=== Task statement ===
If you see a picture in the data below, omit it and copy the rest exactly.

=== Given records ===
•••••

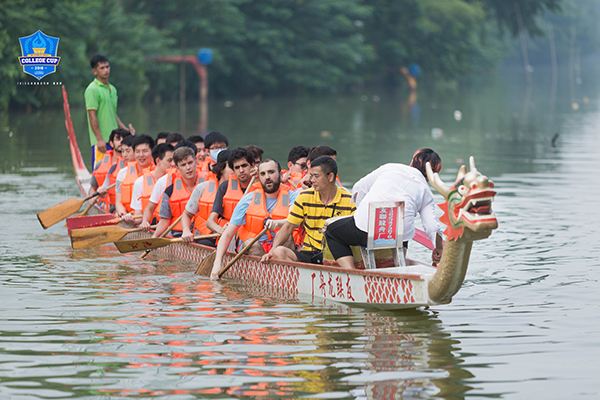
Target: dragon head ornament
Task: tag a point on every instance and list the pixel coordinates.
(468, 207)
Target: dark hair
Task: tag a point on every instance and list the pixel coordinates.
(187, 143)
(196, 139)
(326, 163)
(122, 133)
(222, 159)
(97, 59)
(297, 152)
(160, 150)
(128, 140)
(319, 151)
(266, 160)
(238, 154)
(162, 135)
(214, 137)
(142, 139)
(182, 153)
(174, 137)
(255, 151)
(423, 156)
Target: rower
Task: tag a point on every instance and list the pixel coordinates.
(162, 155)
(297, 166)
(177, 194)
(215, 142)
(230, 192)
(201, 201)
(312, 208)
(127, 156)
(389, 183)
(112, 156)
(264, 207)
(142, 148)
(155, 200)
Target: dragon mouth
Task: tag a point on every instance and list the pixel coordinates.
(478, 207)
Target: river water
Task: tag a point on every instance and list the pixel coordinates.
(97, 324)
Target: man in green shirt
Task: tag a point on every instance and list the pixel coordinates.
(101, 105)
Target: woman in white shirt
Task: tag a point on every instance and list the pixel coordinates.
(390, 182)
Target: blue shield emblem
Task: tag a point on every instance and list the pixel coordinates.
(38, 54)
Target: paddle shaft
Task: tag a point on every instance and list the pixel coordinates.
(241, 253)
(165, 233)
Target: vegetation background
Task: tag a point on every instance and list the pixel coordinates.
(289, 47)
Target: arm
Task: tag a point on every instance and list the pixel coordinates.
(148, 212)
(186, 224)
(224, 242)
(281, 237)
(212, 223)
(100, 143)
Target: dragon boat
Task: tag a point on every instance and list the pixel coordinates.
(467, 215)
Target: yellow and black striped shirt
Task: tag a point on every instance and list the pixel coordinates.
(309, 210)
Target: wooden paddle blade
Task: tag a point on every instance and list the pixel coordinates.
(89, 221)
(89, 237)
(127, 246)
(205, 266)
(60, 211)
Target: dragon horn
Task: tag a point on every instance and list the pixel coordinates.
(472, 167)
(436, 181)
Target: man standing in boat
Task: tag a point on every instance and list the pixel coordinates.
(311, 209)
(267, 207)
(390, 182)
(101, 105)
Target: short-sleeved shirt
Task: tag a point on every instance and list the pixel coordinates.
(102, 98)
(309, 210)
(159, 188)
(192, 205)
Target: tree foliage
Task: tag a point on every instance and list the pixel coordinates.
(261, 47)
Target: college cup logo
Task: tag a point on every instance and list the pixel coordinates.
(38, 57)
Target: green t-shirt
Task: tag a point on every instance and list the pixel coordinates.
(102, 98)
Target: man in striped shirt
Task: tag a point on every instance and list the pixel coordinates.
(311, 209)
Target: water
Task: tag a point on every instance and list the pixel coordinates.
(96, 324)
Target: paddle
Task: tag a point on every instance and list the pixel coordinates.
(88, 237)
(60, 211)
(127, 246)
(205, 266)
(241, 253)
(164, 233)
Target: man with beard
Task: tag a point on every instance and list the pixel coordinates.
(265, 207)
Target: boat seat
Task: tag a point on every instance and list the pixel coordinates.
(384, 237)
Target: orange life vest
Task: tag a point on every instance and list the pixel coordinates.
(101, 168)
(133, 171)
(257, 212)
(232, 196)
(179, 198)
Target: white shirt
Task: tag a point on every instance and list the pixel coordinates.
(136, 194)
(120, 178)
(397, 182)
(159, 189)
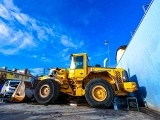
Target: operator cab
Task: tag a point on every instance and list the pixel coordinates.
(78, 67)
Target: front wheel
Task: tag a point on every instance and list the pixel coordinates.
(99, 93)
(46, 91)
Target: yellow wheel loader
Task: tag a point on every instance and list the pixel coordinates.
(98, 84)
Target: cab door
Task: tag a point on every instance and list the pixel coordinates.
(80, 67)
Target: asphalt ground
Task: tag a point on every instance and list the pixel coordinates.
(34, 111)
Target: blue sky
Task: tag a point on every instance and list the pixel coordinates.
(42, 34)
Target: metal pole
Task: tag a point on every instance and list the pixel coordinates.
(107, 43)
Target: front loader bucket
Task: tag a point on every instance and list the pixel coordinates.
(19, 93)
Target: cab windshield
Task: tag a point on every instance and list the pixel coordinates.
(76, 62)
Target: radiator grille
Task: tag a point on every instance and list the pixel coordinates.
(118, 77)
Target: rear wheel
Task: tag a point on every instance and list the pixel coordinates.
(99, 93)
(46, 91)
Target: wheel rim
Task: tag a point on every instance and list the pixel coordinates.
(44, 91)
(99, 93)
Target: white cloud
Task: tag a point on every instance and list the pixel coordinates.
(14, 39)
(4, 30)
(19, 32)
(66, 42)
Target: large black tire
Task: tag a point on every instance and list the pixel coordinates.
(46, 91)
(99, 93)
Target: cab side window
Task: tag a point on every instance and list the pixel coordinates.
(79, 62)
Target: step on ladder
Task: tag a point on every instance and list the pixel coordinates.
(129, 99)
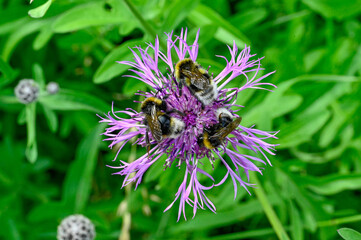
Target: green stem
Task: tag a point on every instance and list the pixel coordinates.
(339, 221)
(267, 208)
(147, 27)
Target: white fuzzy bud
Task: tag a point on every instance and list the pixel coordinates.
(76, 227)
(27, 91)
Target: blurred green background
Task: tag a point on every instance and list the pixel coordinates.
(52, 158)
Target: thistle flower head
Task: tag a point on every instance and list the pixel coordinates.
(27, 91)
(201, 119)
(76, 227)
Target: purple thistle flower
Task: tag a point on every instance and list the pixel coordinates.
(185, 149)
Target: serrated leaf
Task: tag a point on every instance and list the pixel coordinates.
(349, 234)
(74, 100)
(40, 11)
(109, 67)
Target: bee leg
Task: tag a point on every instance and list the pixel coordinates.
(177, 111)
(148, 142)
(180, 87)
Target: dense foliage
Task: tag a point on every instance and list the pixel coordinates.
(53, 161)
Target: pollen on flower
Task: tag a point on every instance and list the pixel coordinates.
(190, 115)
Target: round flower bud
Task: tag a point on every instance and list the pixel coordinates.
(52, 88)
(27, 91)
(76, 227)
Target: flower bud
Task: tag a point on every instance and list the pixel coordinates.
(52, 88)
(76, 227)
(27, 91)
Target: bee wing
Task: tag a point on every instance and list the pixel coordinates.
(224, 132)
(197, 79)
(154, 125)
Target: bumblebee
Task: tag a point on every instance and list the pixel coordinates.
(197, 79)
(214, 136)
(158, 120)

•••••

=== Task solution ===
Target: dragon head ornament
Task: tag a point on every instance and list the pixel coordinates.
(468, 207)
Target: dark hair
Task: tag a point on every instance and list the pixel coordinates.
(187, 143)
(196, 139)
(326, 163)
(122, 133)
(222, 159)
(97, 59)
(297, 152)
(160, 150)
(128, 140)
(319, 151)
(266, 160)
(238, 154)
(162, 135)
(214, 137)
(142, 139)
(182, 153)
(174, 137)
(255, 151)
(423, 156)
Target: rower
Task: tag a point on every instance and list the pixel coordinates.
(162, 155)
(297, 166)
(177, 194)
(215, 142)
(230, 192)
(201, 201)
(312, 208)
(127, 156)
(389, 183)
(112, 156)
(264, 207)
(142, 148)
(155, 200)
Target: dragon mouth
Task: tag a point on every instance and list the pixel coordinates.
(478, 207)
Target: river water
Task: tag a point on every instance and list the pixel coordinates.
(97, 324)
Target: man in green shirt
Task: tag a point on every instance and list the pixel coordinates.
(101, 105)
Target: woman in white shirt
Task: tag a point on every instance and list the pixel coordinates.
(390, 182)
Target: blue shield emblem
Task: tag a point on every instance and list the pixel coordinates.
(38, 54)
Target: paddle shaft
Task: tag a point on every instance and list the pixel coordinates.
(241, 253)
(165, 233)
Target: vegetation background
Task: tag a point on every instance and list the pixel coordinates.
(289, 47)
Target: arm
Task: tag a point on every instance and list the pixel coordinates.
(148, 212)
(186, 224)
(224, 242)
(281, 237)
(212, 223)
(100, 143)
Target: dragon boat
Task: tag a point on every instance and list the pixel coordinates.
(467, 215)
Target: yellow and black striped shirt
Task: tag a point on every instance and list the pixel coordinates.
(309, 210)
Target: wooden paddle blade
Task: tag a point on every instance and list the pixel coordinates.
(89, 221)
(89, 237)
(127, 246)
(205, 266)
(60, 211)
Target: dragon horn
Task: tag a point on every instance and list the pixel coordinates.
(472, 167)
(436, 181)
Target: man standing in boat
Task: tag a point on every instance and list the pixel coordinates.
(311, 209)
(267, 207)
(390, 182)
(101, 105)
Target: short-sleeved shirt
Task: tag a point on every instance and list the pixel coordinates.
(102, 98)
(309, 210)
(159, 188)
(192, 205)
Target: tree foliage
Task: tag a point on every instance and list the pixel coordinates.
(261, 47)
Target: college cup logo
Task: tag a point on every instance and list the pixel coordinates.
(38, 57)
Target: green t-shirt
Task: tag a point on every instance and list the pixel coordinates.
(102, 98)
Target: man in striped shirt
Task: tag a point on every instance and list the pixel coordinates.
(311, 209)
Target: water
Task: tag a point on every instance and list the pixel coordinates.
(96, 324)
Target: paddle
Task: tag a point on every instance and list the pixel coordinates.
(88, 237)
(60, 211)
(127, 246)
(205, 266)
(241, 253)
(164, 233)
Target: man with beard
Task: tag a point on every instance and list the pixel coordinates.
(265, 207)
Target: boat seat
Task: tag a point on every instance and list the pixel coordinates.
(384, 237)
Target: orange life vest
Task: tag a point on every instance and list the pixel coordinates.
(101, 168)
(133, 171)
(257, 212)
(232, 196)
(179, 198)
Target: white shirt
Task: tag a point on every instance and list the pixel coordinates.
(136, 194)
(120, 178)
(397, 182)
(159, 189)
Target: operator cab
Task: tag a point on every instance and list the pixel coordinates.
(78, 67)
Target: front wheel
Task: tag a point on every instance and list the pixel coordinates.
(99, 93)
(46, 91)
Target: yellow wheel loader
Task: tag a point on every instance and list the pixel coordinates.
(98, 84)
Target: cab door
Task: tag a point on every instance and list the pixel coordinates.
(80, 67)
Target: asphalt ground
Task: tag a point on every instance and list the pixel coordinates.
(34, 111)
Target: blue sky
Task: tag a point on every instance and list the pixel coordinates.
(42, 34)
Target: metal pole
Task: tag a point on every instance and list the pixel coordinates.
(107, 43)
Target: front loader bucket
Task: tag a point on every instance and list the pixel coordinates.
(19, 93)
Target: cab windshield
Task: tag a point on every instance and list the pixel coordinates.
(76, 62)
Target: radiator grille
Task: tag a point on every instance and list the pixel coordinates.
(118, 77)
Target: rear wheel
Task: tag a point on every instance and list the pixel coordinates.
(99, 93)
(46, 91)
Target: wheel rim
Task: tag a point on every instance and list the pixel coordinates.
(44, 91)
(99, 93)
Target: white cloud
Task: tag a point on every instance and list the pixel coordinates.
(14, 39)
(4, 30)
(19, 32)
(66, 42)
Target: large black tire
Task: tag a point on every instance and list the pixel coordinates.
(46, 91)
(99, 93)
Target: cab side window
Task: tag a point on every instance and list the pixel coordinates.
(79, 62)
Target: step on ladder
Task: tag a point on every instance and list the pixel coordinates.
(129, 99)
Target: green stem
Task: tag a point on every instance and list the pixel coordinates.
(339, 221)
(267, 208)
(147, 27)
Target: white fuzzy bud
Task: tag a point on every instance and list the pixel coordinates.
(76, 227)
(27, 91)
Target: blurred green background
Task: tag a point on every instance and list the pixel coordinates.
(52, 158)
Target: thistle flower head
Task: tag a point on every instance and list the pixel coordinates.
(27, 91)
(201, 119)
(76, 227)
Target: purple thistle flower
Task: tag a point on every instance and list the pixel coordinates.
(185, 149)
Target: serrated leaf
Task: tag a point on every instance and list the pixel coordinates.
(349, 234)
(74, 100)
(40, 11)
(109, 67)
Target: bee leg
Task: tag a point on every instance and list the pixel coordinates.
(177, 111)
(148, 142)
(180, 87)
Target: dense foliage
Task: tag a point on every instance and list the pixel coordinates.
(53, 161)
Target: pollen on flower
Task: tag a point on every instance and list the pixel coordinates.
(190, 115)
Target: round flower bud
Task: tag a point on every instance and list the pixel coordinates.
(52, 88)
(27, 91)
(76, 227)
Target: flower bud
Task: tag a point on every instance and list the pixel coordinates.
(52, 88)
(76, 227)
(27, 91)
Target: bee wing
Task: tag a point on every instance and list the pixel coordinates.
(224, 132)
(197, 79)
(154, 125)
Target: bumblebee
Task: tag a point on every instance and list the pixel coordinates.
(197, 79)
(214, 136)
(158, 120)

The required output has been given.